» SUPPLIED MATERIAL:
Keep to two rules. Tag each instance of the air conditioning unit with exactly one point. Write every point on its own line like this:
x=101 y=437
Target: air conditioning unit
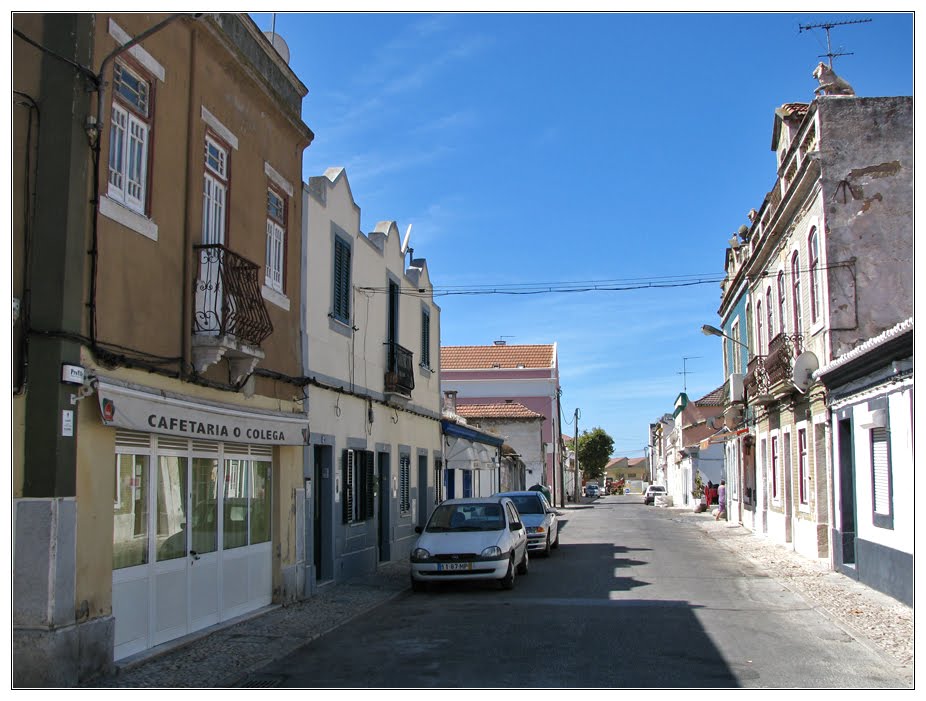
x=736 y=387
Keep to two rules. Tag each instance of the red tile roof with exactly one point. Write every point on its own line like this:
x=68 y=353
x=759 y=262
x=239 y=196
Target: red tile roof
x=487 y=357
x=505 y=410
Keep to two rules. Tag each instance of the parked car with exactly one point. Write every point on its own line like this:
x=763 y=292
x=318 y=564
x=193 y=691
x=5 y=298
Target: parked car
x=470 y=539
x=654 y=490
x=539 y=518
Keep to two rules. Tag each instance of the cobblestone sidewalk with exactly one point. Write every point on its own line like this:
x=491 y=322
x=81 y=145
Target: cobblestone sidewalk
x=881 y=623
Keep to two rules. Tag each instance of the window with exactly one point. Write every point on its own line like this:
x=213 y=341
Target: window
x=736 y=348
x=358 y=480
x=759 y=341
x=341 y=285
x=276 y=240
x=882 y=498
x=425 y=338
x=130 y=511
x=796 y=293
x=129 y=139
x=774 y=467
x=813 y=253
x=769 y=310
x=438 y=481
x=803 y=474
x=405 y=505
x=781 y=302
x=215 y=191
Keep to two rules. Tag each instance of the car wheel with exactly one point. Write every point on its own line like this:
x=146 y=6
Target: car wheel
x=525 y=563
x=507 y=581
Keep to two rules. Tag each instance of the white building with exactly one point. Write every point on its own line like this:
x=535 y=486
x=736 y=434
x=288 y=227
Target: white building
x=371 y=339
x=872 y=471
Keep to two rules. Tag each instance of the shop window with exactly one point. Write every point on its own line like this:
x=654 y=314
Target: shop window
x=130 y=511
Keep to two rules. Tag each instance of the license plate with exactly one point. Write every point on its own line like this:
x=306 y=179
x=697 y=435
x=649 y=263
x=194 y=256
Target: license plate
x=454 y=566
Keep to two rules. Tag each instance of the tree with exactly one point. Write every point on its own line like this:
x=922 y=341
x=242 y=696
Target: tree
x=595 y=449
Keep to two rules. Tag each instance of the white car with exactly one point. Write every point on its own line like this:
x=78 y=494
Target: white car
x=539 y=518
x=470 y=539
x=653 y=491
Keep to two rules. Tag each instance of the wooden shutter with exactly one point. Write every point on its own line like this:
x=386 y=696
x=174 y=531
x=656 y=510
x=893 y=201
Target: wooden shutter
x=341 y=280
x=347 y=476
x=369 y=478
x=880 y=463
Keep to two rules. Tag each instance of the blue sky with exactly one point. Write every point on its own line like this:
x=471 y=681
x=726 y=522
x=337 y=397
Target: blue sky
x=568 y=148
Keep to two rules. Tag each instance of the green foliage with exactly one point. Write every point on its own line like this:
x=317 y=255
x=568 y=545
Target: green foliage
x=595 y=448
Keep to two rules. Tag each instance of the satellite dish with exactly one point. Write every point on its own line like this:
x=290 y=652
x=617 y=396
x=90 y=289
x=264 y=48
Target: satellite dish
x=804 y=366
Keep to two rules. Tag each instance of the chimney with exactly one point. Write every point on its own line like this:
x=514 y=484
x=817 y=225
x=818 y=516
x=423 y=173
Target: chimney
x=450 y=401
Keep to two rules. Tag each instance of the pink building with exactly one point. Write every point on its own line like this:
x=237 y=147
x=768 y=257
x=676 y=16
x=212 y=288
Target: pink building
x=512 y=374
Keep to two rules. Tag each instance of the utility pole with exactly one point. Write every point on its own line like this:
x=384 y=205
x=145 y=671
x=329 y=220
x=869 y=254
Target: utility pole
x=559 y=449
x=575 y=447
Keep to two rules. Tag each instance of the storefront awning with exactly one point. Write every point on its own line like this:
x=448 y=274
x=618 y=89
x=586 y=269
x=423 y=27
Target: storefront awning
x=464 y=454
x=144 y=410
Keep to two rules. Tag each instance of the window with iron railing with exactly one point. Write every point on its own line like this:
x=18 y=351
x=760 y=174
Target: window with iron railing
x=400 y=376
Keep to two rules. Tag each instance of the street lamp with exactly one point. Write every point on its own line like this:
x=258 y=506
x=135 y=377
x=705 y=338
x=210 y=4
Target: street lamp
x=709 y=330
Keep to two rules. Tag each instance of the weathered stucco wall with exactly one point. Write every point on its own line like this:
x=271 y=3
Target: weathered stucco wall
x=866 y=156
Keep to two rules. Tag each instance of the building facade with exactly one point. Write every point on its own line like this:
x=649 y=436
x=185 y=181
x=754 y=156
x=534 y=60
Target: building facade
x=870 y=403
x=520 y=428
x=827 y=259
x=525 y=374
x=686 y=457
x=371 y=340
x=160 y=443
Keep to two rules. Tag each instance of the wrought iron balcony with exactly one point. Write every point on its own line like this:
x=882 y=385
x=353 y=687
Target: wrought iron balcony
x=780 y=360
x=226 y=297
x=756 y=381
x=400 y=373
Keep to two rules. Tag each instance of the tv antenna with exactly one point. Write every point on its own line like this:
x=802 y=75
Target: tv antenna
x=827 y=26
x=684 y=373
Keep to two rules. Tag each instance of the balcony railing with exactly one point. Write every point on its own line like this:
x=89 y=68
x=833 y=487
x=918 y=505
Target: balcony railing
x=400 y=374
x=226 y=297
x=756 y=382
x=781 y=353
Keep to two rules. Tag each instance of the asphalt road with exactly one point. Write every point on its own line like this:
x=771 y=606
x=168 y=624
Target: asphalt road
x=632 y=598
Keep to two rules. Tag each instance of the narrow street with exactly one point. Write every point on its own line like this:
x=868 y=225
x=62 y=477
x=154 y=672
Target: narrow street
x=630 y=599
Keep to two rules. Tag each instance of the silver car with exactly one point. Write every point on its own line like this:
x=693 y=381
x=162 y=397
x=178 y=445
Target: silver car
x=475 y=538
x=540 y=519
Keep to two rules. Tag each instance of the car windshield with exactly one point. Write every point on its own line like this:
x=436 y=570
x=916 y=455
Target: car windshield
x=466 y=517
x=528 y=504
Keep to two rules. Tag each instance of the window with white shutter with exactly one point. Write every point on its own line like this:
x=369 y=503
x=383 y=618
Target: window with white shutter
x=882 y=498
x=276 y=240
x=215 y=191
x=129 y=137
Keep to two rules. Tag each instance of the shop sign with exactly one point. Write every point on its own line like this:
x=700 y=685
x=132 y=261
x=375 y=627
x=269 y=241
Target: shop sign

» WHAT YOU ARE ASKED TO DO: Rewrite all the records above, swapping "Keep to two rules" for "Follow two rules" everywhere and changing nothing else. Omit the pictures.

» WRITTEN RESPONSE:
Follow two rules. Tag each instance of the air conditioning unit with exactly one point. Write every point on its own line like this:
x=101 y=437
Target: air conditioning unit
x=736 y=387
Follow two rules. Tag each instance of the red tile roof with exactly one point. Write every point on its own line like this:
x=68 y=353
x=759 y=262
x=239 y=196
Target: red tile roof
x=487 y=357
x=505 y=410
Follow two rules. Tag each instance of the parked car with exactly one point. Write every point on its own line like this:
x=763 y=292
x=318 y=564
x=193 y=691
x=5 y=298
Target: parked car
x=470 y=539
x=654 y=490
x=539 y=518
Follow two rules. Tag each instance of the cobblestone sidewalk with exactly one point. Write every point on its own line like this:
x=491 y=322
x=81 y=145
Target: cobblestone sidewalk
x=881 y=623
Follow two rules. Tag each instance of the window with exactly one point. Write every point on its own line like this:
x=213 y=341
Target: window
x=736 y=348
x=358 y=480
x=759 y=341
x=341 y=285
x=276 y=240
x=882 y=498
x=425 y=338
x=130 y=511
x=796 y=293
x=129 y=139
x=774 y=467
x=813 y=253
x=769 y=310
x=438 y=481
x=803 y=474
x=405 y=505
x=781 y=302
x=215 y=191
Follow two rules. Tag each instance of the car wheel with exactly one point. Write every point on its own line like this:
x=146 y=6
Target: car wheel
x=525 y=563
x=507 y=581
Follow two rules. Tag each instance of the white building with exactly one point. Write every point on its own line like this:
x=535 y=486
x=736 y=434
x=288 y=227
Target: white building
x=371 y=339
x=872 y=471
Follow two rules. Tag each instance of the shop window with exactly one point. Write every point on its own line like this:
x=654 y=314
Target: shop window
x=130 y=511
Follow two rules. Tag each instance of the license plate with exactly one point. Write every point on its own line like this:
x=306 y=179
x=697 y=435
x=649 y=263
x=194 y=256
Target: license plate
x=454 y=566
Follow two rules. Tag each instance of the tree with exactly one point. Write every point on its own line like this:
x=922 y=341
x=242 y=696
Target: tree
x=595 y=449
Follow two rules. Tag each instance of the white car with exactly one point. Write every point on its own line like this:
x=78 y=494
Target: white car
x=539 y=518
x=470 y=539
x=653 y=491
Follow two rules. Tag each instance of the wooden shutter with exactly one point. Write every point on its own line like this:
x=386 y=696
x=174 y=531
x=656 y=510
x=893 y=201
Target: wooden shutter
x=341 y=280
x=347 y=476
x=369 y=478
x=880 y=463
Follow two rules. Tag each instance of the blue sky with exactly one point. Write every point on its own line like this:
x=471 y=681
x=726 y=522
x=337 y=397
Target: blue sky
x=568 y=148
Follow two rules. Tag each instance of the green foliage with exactly one point. Write every point on its own line like this:
x=317 y=255
x=568 y=545
Target: green foliage
x=595 y=448
Follow two rules. Tag each instance of the satellite dish with exactly one point. Write every point on its own line like this:
x=290 y=652
x=617 y=396
x=90 y=289
x=264 y=48
Target: satellite dish
x=804 y=366
Follow two rules. Tag each instance of the chimney with exactly one point. Write every point on its own line like this:
x=514 y=484
x=817 y=225
x=818 y=516
x=423 y=173
Target: chimney
x=450 y=401
Follow two rules. Tag each instance of the pink building with exactly one point. Write every point on its own line like this:
x=237 y=147
x=768 y=257
x=676 y=16
x=212 y=288
Target: pink building
x=512 y=374
Follow two rules. Tag each instance of the utility pole with exactly one point. Write every point on its own line like this:
x=384 y=205
x=145 y=671
x=329 y=220
x=869 y=254
Target: utility pole
x=559 y=449
x=575 y=447
Follow two rules. Tag each instance of the storefront awning with exactly one point. Write every point on its own line like this:
x=448 y=274
x=618 y=89
x=586 y=269
x=423 y=27
Target: storefront awning
x=464 y=454
x=144 y=410
Follow two rules. Tag each instance of the window with iron railing with exactly one point. Write every point on its own line like this:
x=18 y=351
x=760 y=174
Target: window with iron railing
x=400 y=376
Follow two rules. Tag each instance of the street lamp with exactly one point. Write every point on its own line like this:
x=258 y=506
x=135 y=377
x=705 y=338
x=210 y=4
Target: street lamp
x=709 y=330
Follow two rules. Tag each instance of the weathered stucco wall with exactly one point. Write every point on its own line like this:
x=271 y=3
Target: weathered stucco wall
x=866 y=156
Follow two rules. Tag each instance of the building facade with exactly one point. Write every point on its own line like this:
x=649 y=436
x=185 y=181
x=754 y=156
x=534 y=60
Target: building facade
x=870 y=403
x=520 y=428
x=827 y=259
x=525 y=374
x=686 y=457
x=371 y=340
x=160 y=443
Follow two rules. Tag each instance of the wrought iron balcony with exactly one point. Write every point on its own line like this:
x=882 y=385
x=353 y=687
Target: wrought iron balcony
x=780 y=360
x=226 y=297
x=756 y=381
x=400 y=373
Follow two rules. Tag each instance of the tv antenna with exactly one point. Write every point on its own line like this:
x=802 y=75
Target: tv antenna
x=827 y=26
x=684 y=373
Follow two rules. Tag each instance of the balcony railing with exactly one point. Write every point on its own line like this:
x=89 y=68
x=833 y=487
x=918 y=505
Target: balcony railing
x=400 y=374
x=226 y=297
x=756 y=382
x=781 y=353
Follow two rules. Tag each instance of the asphalt road with exactly one point. Write every point on its own line like this:
x=771 y=606
x=168 y=624
Target: asphalt road
x=632 y=598
Follow two rules. Tag each instance of the narrow street with exactly one point. Write every point on its own line like this:
x=868 y=225
x=62 y=477
x=154 y=672
Target: narrow street
x=630 y=599
Follow two rules. Tag each instance of the silver car with exactly one point. Write every point on its own line like this:
x=693 y=381
x=162 y=397
x=178 y=445
Target: silver car
x=475 y=538
x=540 y=519
Follow two rules. Tag each instance of the car windshield with exactly one point. Write every point on its own line like this:
x=436 y=570
x=916 y=455
Target: car windshield
x=466 y=517
x=528 y=504
Follow two rules. Tag each instance of the window with white shutter with exactly one point. Write every point on its own line like this:
x=369 y=503
x=383 y=618
Target: window with white shutter
x=882 y=498
x=276 y=240
x=215 y=191
x=129 y=137
Follow two rules. Tag each instance of the shop sign with exactly one point. Write every point on its own line like this:
x=700 y=685
x=132 y=261
x=375 y=627
x=269 y=241
Target: shop sign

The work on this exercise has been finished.